#### [Task to carry out]
In the entries below, find the line containing "Locate every instance of the blonde". Copy it and all lines after it, exactly, through the end.

#### [Supplied material]
%%

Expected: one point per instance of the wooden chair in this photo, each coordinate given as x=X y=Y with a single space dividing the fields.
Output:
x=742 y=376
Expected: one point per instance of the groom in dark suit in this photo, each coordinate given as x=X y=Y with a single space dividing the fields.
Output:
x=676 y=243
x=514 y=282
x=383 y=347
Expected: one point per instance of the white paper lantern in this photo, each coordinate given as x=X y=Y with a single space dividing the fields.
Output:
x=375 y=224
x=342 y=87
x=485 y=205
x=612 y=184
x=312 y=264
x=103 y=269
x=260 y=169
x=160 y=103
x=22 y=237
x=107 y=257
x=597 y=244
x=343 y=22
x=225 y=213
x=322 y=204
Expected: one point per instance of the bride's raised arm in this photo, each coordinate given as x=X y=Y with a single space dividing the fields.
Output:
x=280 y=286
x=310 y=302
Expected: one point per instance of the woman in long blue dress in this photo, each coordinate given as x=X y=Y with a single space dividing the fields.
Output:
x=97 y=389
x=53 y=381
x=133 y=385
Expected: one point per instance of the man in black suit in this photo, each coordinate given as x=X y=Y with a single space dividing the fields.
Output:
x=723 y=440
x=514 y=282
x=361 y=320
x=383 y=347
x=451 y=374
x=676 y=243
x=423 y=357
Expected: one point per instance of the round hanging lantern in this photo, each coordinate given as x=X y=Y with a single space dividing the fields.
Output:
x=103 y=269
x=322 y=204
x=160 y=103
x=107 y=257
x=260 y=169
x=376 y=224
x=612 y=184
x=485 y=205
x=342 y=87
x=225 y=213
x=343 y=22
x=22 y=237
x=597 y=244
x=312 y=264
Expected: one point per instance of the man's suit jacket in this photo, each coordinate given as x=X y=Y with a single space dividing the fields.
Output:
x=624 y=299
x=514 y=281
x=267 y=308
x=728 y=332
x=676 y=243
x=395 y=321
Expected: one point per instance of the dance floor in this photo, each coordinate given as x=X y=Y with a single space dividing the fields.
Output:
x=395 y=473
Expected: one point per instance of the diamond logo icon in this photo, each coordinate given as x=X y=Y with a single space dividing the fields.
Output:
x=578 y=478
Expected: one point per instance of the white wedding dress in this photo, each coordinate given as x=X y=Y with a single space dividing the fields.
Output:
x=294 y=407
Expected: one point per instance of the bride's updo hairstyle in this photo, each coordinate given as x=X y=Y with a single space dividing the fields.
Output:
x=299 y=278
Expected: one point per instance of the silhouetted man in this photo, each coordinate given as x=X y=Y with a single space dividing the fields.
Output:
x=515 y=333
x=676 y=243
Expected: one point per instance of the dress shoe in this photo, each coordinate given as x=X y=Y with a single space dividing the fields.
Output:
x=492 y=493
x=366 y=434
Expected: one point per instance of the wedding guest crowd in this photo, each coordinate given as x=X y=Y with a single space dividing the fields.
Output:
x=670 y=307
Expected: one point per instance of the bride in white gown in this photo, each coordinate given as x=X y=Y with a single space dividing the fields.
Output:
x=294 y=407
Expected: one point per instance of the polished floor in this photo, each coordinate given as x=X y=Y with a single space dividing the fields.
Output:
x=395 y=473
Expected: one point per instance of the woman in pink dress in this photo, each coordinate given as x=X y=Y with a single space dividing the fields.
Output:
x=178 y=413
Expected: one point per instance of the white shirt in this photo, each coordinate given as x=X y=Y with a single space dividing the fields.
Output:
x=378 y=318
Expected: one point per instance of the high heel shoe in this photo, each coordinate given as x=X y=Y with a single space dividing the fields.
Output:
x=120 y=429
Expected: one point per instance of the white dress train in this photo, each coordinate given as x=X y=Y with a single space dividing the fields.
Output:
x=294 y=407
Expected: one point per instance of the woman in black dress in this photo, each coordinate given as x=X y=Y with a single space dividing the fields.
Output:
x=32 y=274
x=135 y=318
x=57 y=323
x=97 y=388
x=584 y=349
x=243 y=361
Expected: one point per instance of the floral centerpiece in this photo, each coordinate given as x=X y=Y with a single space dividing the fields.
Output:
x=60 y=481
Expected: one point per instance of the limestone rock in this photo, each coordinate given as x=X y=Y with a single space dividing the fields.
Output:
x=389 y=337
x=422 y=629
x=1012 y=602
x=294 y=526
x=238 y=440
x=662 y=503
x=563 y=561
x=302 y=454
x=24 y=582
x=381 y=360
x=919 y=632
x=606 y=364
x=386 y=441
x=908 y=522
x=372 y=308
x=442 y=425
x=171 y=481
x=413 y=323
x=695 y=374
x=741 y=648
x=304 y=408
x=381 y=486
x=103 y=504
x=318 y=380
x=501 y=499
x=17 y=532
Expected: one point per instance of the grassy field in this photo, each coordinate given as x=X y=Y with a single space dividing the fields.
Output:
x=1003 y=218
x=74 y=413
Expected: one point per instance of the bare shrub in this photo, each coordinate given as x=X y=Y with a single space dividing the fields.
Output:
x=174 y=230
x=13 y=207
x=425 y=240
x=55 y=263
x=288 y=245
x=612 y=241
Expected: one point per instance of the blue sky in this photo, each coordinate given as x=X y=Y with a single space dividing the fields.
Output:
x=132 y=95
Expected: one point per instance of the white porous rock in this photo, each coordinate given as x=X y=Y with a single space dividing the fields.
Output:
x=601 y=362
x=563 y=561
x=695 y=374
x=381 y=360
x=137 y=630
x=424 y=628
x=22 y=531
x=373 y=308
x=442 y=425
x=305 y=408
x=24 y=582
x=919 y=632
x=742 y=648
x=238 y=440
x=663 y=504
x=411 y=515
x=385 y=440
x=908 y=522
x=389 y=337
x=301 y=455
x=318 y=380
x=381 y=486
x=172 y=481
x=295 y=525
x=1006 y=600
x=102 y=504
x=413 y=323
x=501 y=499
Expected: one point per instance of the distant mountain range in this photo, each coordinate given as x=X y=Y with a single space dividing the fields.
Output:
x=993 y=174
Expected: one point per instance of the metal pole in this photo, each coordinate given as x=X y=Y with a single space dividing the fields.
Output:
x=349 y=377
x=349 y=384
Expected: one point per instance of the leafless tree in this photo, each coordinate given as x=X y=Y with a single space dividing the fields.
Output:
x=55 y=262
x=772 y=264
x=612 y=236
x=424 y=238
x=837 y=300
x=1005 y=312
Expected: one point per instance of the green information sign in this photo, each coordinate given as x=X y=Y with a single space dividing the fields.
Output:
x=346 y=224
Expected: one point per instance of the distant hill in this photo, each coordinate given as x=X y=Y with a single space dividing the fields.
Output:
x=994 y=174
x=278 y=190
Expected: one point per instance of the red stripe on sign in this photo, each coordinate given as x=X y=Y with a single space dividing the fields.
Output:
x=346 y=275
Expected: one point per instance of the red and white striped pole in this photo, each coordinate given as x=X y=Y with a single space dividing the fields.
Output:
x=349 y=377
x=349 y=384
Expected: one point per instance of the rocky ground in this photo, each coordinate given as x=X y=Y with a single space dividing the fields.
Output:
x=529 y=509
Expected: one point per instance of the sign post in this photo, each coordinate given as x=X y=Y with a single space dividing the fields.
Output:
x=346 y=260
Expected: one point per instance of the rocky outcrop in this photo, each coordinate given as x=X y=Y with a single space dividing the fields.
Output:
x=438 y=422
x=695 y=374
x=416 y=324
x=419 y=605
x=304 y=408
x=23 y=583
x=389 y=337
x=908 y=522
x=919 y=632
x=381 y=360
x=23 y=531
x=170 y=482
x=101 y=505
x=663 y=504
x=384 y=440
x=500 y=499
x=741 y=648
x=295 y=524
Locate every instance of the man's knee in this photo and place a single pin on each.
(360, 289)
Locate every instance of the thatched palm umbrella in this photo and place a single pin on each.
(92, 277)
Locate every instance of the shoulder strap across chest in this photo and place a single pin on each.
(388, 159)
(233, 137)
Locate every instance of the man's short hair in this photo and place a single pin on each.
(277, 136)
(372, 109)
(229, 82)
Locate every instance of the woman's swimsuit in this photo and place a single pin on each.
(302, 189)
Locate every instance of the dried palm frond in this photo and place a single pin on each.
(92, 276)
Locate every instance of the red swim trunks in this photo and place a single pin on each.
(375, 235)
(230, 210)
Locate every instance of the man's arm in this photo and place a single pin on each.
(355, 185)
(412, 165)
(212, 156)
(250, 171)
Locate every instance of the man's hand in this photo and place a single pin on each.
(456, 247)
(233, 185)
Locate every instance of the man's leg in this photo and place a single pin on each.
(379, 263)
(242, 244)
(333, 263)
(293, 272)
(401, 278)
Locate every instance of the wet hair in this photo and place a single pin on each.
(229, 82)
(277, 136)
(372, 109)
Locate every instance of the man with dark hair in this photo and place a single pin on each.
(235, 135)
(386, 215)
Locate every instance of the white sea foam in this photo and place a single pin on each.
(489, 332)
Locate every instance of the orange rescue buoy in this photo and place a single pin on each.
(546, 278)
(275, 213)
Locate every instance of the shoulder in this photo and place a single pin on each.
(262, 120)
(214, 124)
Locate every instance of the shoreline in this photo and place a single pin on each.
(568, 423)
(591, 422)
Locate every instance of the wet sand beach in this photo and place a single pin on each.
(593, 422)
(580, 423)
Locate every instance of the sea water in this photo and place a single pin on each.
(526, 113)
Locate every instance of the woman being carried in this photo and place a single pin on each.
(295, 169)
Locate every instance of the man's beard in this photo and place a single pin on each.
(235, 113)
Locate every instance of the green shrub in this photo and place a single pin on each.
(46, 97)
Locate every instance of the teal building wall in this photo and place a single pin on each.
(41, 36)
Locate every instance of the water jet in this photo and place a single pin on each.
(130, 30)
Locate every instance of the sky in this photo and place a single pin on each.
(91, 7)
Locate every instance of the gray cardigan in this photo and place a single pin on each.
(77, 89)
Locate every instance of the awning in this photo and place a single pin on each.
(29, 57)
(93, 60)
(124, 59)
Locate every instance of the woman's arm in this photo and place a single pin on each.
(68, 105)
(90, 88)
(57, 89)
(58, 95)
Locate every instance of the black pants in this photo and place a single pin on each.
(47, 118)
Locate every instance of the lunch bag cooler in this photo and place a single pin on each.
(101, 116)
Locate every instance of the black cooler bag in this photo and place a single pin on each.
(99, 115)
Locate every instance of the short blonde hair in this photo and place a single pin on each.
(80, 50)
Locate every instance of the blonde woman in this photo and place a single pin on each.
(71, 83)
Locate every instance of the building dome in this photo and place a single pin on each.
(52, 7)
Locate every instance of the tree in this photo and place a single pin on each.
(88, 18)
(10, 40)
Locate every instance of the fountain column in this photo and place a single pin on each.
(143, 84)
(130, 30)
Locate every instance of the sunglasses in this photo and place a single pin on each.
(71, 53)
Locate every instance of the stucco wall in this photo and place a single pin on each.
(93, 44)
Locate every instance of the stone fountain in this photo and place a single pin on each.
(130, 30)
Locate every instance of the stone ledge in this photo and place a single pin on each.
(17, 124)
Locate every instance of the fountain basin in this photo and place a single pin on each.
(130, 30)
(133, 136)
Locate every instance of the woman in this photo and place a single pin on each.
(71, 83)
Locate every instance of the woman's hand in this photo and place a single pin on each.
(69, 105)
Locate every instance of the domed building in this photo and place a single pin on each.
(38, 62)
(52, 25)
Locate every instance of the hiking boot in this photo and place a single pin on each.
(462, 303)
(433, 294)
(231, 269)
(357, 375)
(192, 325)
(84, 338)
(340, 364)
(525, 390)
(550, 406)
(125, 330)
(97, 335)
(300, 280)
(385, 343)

%%

#### [Exercise response]
Locate every instance of the blonde woman in this photo and place a single pin on each.
(71, 83)
Locate every instance of the building dome in this photo and place a single pin on each.
(52, 7)
Locate every instance of the tree in this photo and place a single pin on each.
(88, 18)
(10, 40)
Locate every instance of the fountain column in this photo and place a single pin on each.
(143, 84)
(130, 30)
Locate every instance of the sunglasses in this photo and place a single pin on each.
(71, 53)
Locate every instance of the stucco wall in this photo and place a single pin on each.
(93, 44)
Locate every instance of the stone fountain in this photo and place a single pin on each.
(130, 30)
Locate every instance of the stone ledge in this photo and place a single pin on each.
(17, 124)
Locate every instance of the fountain basin in this photo and place a single pin on each.
(130, 30)
(133, 136)
Locate every instance of the woman in this photo and place a single pin on each.
(71, 83)
Locate every instance of the woman's hand in this photo and place a single pin on each.
(69, 105)
Locate every instance of the domed building in this photo and place a single pin on each.
(38, 62)
(52, 25)
Locate every instance of the hiking boot in this photo and place a single pin on each.
(462, 303)
(433, 294)
(231, 269)
(357, 375)
(192, 325)
(84, 338)
(340, 364)
(525, 390)
(550, 406)
(125, 330)
(97, 335)
(300, 280)
(385, 343)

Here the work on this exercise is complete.